=== TEXT ===
Outstanding Operational Forecast Challenges Board

A case of week-2 forecast running to the opposite of the observation

     Date of initial condition : 11/21/06

     Forecast target period: 11/29-12/5/06

     Predictant:  Mean surface temperature anomaly

     Model:  NCEP GFS

     Problems:  (To get enlarged figure, click the figure link.)

i)    The model ensemble forecast was totally out of phase compared with the observation (Fig.1).

ii)   Further examined the near-range forecast and found that the 6-10 day forecast from 11/26 initial condition can correctly capture the 500 hPa height observed pattern, while that from 11/25 initial condition cannot.  (Fig.2)

Conjectures contributed by open discussions

  1. Tropical forcing interacting with high-latitude systems

  2. Deficiencies in model physics
  3. Predictability of weather regime change
  4. Land surface impact
  5. Data gaps and assimilation problems
  6. Ensemble formation

Interim summary of discussion  (2/28/2007)

This week-2 forecast problem from routine operation has got broad attention in both weather and climate communities at ESRL, ARL, CPC, EMC, NCAR, UA and IU. The implication of emerging ideas has gone far beyond the scope of this special case. Following is an interim summary, which stringed important pieces of idea together.

1. What do we need to focus on for improving the week-2 forecast?
===
YOUR TASKS:
1. Repeat the part of the week-2 forecast text from "Outstanding Operational Forecast" up to and including "the figure link.)".
2. Answer these from the week-2 forecast text:
(a) What is the date of the initial condition?
(b) Which model does it name?
(c) What date is given for the interim summary of discussion?
3. Pick up the week-2 forecast text after its last line and keep writing it.
The material after this has no connection to the week-2 forecast text.
=== DATASET CONTENT ===
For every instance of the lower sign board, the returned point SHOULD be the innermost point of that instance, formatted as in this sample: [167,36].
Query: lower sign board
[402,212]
===
THE REPLIES:
1.
Outstanding Operational Forecast Challenges Board

A case of week-2 forecast running to the opposite of the observation

     Date of initial condition : 11/21/06

     Forecast target period: 11/29-12/5/06

     Predictant:  Mean surface temperature anomaly

     Model:  NCEP GFS

     Problems:  (To get enlarged figure, click the figure link.)

2.
(a) 11/21/06
(b) NCEP GFS
(c) 2/28/2007

3.
a. Upstream regimes of weather system development

When we extending our forecast range from week-1 to week-2, our focused area should be moved from NA to its upstream areas. According to the ECMWF recent practice, improving precipitation modeling over the continental US had large benefit to their 1-2 week forecast over Europe and including NCEP GFS also improve their multi-model ensemble prediction skill. It would be beneficial to investigate critical regions in NA’s upstream, where weather system development influences the US w-2 forecast the most. In addition to those areas we’ve already paid a lot of attention to, e.g. tropical oceans, areas of AO/NAO, PNA, west of coasts ..., promising regions would also include the Tibetan Plateau, areas of prevailing Asian summer and winter monsoons, Eurasia snow cover, and the Arctic Ocean, where our model performance in each season is less assessed.

b. Day-1 forecast

As pointed out by Lorenz (1982), the best way to improve the weather forecast beyond day 1 is by improving the first day forecast. According to the critical information provided, the difference between the day-1 forecast started from 11/25 and that from 11/26 could be the key to understand the problem. If the difference looks like the random perturbation, the problem could be unpredictable. Otherwise we may conjecture that some important regional weather system development in the upstream could be missing in the model forecast. This would possibly be the case, since usually the global day-1 forecast skill is high, which implies the large scale features between the forecast and the verification are alike globally. By focusing on day-1, we can isolate/identify the problem more effectively and make clearer thinking on model deficiencies in physics and dynamics.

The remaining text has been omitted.